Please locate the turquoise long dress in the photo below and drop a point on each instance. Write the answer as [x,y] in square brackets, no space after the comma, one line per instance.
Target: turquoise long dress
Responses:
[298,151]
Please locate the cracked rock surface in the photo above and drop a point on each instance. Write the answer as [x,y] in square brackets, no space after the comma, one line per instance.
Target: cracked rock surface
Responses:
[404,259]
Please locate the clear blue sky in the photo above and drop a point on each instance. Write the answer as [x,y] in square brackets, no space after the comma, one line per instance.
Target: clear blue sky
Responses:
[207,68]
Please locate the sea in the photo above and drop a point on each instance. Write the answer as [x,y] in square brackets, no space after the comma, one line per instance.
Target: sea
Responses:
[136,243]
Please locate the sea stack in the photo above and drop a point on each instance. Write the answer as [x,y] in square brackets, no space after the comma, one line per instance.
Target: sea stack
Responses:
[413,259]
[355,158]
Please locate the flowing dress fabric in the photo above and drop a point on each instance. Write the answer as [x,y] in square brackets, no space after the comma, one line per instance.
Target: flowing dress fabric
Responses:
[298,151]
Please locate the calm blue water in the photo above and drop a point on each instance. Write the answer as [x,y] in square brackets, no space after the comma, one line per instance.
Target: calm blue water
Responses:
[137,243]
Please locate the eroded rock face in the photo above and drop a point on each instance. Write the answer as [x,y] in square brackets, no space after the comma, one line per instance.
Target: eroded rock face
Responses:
------
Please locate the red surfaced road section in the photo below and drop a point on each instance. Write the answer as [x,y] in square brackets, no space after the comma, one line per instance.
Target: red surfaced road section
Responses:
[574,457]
------
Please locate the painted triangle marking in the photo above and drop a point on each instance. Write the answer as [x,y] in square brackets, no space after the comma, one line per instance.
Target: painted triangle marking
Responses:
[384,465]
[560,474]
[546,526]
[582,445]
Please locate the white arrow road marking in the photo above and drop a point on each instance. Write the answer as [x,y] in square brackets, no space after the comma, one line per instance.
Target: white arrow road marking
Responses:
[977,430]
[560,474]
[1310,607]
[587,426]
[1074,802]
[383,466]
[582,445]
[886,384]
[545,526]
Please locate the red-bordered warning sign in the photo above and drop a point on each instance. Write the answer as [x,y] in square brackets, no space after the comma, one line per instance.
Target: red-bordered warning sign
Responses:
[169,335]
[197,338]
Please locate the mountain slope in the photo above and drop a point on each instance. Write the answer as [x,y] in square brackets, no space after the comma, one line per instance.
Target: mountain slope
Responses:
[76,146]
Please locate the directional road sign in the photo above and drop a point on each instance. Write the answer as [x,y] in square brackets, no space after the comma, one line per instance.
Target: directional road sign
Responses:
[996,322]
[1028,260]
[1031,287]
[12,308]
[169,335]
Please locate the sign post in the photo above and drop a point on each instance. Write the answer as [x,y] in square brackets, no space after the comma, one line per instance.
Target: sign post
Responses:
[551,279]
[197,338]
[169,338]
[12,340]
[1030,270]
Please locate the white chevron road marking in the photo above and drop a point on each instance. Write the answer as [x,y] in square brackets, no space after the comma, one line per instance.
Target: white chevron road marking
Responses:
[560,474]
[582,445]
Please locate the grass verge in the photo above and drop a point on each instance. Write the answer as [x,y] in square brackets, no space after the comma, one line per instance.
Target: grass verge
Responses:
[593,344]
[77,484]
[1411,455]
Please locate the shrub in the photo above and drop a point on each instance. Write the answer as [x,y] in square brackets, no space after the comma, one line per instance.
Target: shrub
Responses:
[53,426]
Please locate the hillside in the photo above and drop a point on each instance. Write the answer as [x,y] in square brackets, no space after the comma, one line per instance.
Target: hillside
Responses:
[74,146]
------
- [What is being asked]:
Show the lines in the entries above that include the string "arrow".

- [Response to the task]:
Please locate the white arrow road marking in the photo above and drop a point on each instance. Write the answer as [x,y] in square brackets, no space after the comma, one line per instance.
Target: white arrow road marking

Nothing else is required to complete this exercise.